The meal was pretty decent, and consisted of some preserved hams and meets, manchego cheese, potato salad, Spanish tortilla, these tiny pig-in-a-blanket-esque things, and of course, generous amounts of olives, crushed tomato, and crusty bread. We tried three wines, a rose, and two reds. I am basic and not really a fan of dry wines, so my favorite was the rose. They also had some cakes, which were just okay, so we skipped dessert and enjoyed our final glass of wine on their outdoor deck, just as the sun, and the winery’s adorable dog came out. We then made a mandatory pit stop at the winery’s shop, where I impulse bought a magnum of their rose, as that was the only size they had. Oops. No regrets though.

look at the owners’ cute dog!

me and my magnum bottle of rose because they didn’t have any other sizes of the wine :)

After a pleasant nap fueled by good wine and food, we arrived in Barcelona all too quickly. We popped by our AirBnb to drop off our goodies, where I also switched bags, and then headed off to watch the sunset at the Park Güell.

It was quite the trek, even with the bus, and the official park actually was sold out of tickets, which we did not know we had to buy in advance. Oh well. So we climbed the many many steps up to the lookout, which was beautiful. You can see all the way to the coast, and also what seems to be an amusement park up in the mountains behind. Unexpectedly worth the trek.

..............................

* TO BE DONE *
Resume the travel text about the winery lunch and Barcelona from where it stops. The items after this travel text can be skipped.

* DATA LISTING *
..............................

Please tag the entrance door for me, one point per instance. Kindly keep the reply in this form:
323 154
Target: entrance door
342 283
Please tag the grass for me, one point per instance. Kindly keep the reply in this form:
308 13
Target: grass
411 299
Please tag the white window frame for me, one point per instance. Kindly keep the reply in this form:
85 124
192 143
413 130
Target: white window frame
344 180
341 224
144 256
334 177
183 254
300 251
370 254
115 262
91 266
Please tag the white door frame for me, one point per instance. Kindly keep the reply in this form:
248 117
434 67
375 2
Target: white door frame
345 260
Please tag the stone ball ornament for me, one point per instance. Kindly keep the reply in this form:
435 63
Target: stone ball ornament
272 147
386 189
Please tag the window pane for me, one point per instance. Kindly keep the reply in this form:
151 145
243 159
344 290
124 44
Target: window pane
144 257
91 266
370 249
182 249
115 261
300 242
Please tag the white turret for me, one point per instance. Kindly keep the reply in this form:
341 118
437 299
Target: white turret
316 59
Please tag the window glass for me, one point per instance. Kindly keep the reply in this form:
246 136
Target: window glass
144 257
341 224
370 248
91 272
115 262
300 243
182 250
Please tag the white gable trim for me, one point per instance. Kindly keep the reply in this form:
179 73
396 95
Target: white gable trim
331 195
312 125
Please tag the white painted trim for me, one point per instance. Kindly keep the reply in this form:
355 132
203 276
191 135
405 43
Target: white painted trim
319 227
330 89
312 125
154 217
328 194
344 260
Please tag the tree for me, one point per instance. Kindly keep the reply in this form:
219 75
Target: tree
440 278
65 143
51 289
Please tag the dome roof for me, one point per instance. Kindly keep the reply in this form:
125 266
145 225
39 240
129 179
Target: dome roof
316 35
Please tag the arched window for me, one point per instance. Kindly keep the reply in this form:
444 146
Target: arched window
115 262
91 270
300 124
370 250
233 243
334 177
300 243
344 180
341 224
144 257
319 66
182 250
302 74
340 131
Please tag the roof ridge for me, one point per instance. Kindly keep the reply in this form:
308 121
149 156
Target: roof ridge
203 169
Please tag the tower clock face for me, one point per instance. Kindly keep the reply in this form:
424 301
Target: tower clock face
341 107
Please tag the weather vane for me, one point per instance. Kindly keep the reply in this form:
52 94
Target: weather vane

..............................

* ANSWER FOR THE TASK *
you can see the amusement park in the

Of course, when in Spain, I had to try paella, so after climbing down, we headed to the docks. But alas, the place I picked turned out to be closed. The next place I frantically found out also happened to be closed, and eventually, we settled for Restaurant Salamanca, which seemed to be kind of touristy, but we were hungry and tired, and the other tourists that left reviews seemed satisfied.

When we sat down, they immediately plopped down a massive plate of pan con tomate (which mind you, we had to pay for) and some olives, which was pretty solid, and honestly needed at that point. I ordered a sangria (because why not), and we also got patatas bravas and the obligatory paella. The potatoes were just meh, although I enjoyed the spicy ketchup that came on the side, but the potatoes were sadly not that crispy. The paella was delicious, because you obviously cannot go to wrong with rice and seafood cooked together, but sadly much too massive for us to finish.

Afterwards, they gave us free almond cake, which I did not partake in, and some sweet, syrupy grappa, which I did partake in, and was an excellent end to our meal. I will say, this was the one meal in Barcelona that we had that was distinctly mildly pricey, but to be fair, it was a lot of food.

We did plan to go out after, and even bought tickets, but we made the mistake of stopping back at our AirBnB to take a “quick nap.” This nap turned into me accidentally falling asleep while watching Below Deck: Mediterranean, and waking up with a start at 12:45 am. Needless to say, we did not make it out.

The next day, after a much needed late start, we grabbed a late-ish brunch at Cafe Menssana, near where some of our friend’s classes were. I got a huevos rancheros-esque dish, which was okay, except the chicken was a weird texture. The smoothie hit though. I always forget to eat vegetables on vacation so this was perfect.

mandatory dose of vegetables.

We then walked around, and did a bit of shopping. I got a really nice dress from Mango that I have absolutely no occasion to wear at the moment. We also grabbed a much-needed afternoon coffee, and I had this really delicious espresso mixed with condensed milk. To be honest, I am a fan of pretty much anything with condensed milk.

the Gaudi house museum!

a vintage television in a vintage store.

the gluten-free cupcakes at chök the Chocolate Kitchen, a gluten-free bakery.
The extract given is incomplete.